* WHAT TO WORK ON: Copy the rows below word for word, starting at the line that contains "Target: reflection of tree in water" and ending at the last of the rows. Leave the pictures out of your copy.

Object point labels:

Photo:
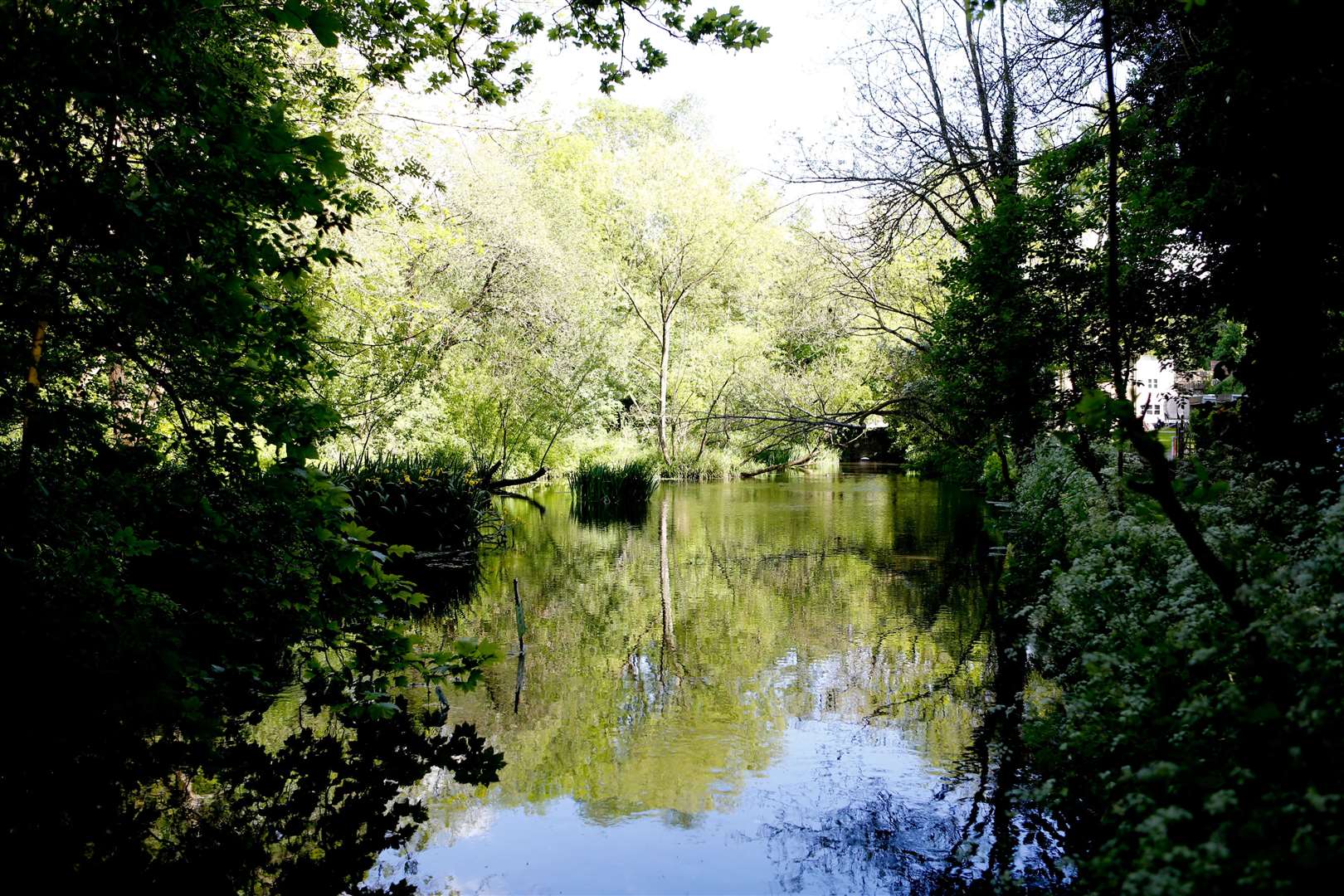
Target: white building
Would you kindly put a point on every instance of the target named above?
(1152, 384)
(1152, 387)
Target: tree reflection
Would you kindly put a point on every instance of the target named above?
(858, 602)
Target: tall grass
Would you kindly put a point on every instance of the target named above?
(613, 488)
(429, 501)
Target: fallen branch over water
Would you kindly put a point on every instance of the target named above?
(801, 461)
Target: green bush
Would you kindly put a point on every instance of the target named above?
(1181, 757)
(429, 501)
(613, 486)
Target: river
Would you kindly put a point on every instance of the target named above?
(773, 685)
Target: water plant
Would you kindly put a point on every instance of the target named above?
(613, 488)
(431, 501)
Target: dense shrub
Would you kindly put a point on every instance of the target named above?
(1186, 755)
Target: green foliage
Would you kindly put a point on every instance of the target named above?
(613, 489)
(1183, 758)
(178, 180)
(427, 501)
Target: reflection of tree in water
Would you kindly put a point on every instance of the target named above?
(873, 845)
(665, 661)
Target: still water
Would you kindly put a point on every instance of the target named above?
(758, 687)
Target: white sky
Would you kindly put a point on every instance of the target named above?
(754, 104)
(750, 101)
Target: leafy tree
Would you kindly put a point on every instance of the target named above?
(173, 186)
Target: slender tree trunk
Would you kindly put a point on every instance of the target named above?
(30, 398)
(1149, 449)
(665, 344)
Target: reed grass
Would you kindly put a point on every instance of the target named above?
(429, 501)
(615, 485)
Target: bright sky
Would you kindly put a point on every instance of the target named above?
(750, 101)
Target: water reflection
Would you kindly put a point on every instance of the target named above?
(760, 687)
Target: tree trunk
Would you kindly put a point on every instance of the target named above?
(665, 344)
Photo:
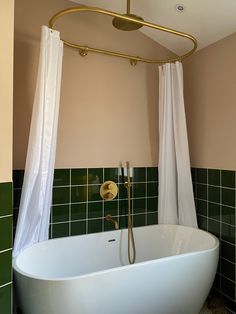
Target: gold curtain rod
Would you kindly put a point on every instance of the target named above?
(83, 50)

* REPLY:
Target: reflection of tree in water
Would you kindly put a point on every instance of the target named above?
(873, 845)
(665, 661)
Target: still water
Would you kindly put a point on every instance of the target named above?
(758, 687)
Target: white sky
Would you kindly put a point on every instance of the target named above?
(754, 104)
(750, 101)
Target: leafy tree
Would you kindly put a point on every instance of the target named above?
(173, 186)
Target: slender tree trunk
Would you kindly put a point on every instance of the target named above?
(30, 398)
(1149, 449)
(665, 344)
Target: reed grass
Would you kindly put a point on every instance of the target named above?
(429, 501)
(615, 485)
Target: bright sky
Would you kindly put a point on every instance of the target named above?
(750, 101)
Target: water reflection
Would you kindly put a point on every instance of the target named above?
(760, 687)
Target: tree trunk
Would you kindly put a point on every instance of the target named above?
(665, 344)
Photo:
Target: gold curtain rod
Would you kindly put a point on every instance of the target named above?
(83, 50)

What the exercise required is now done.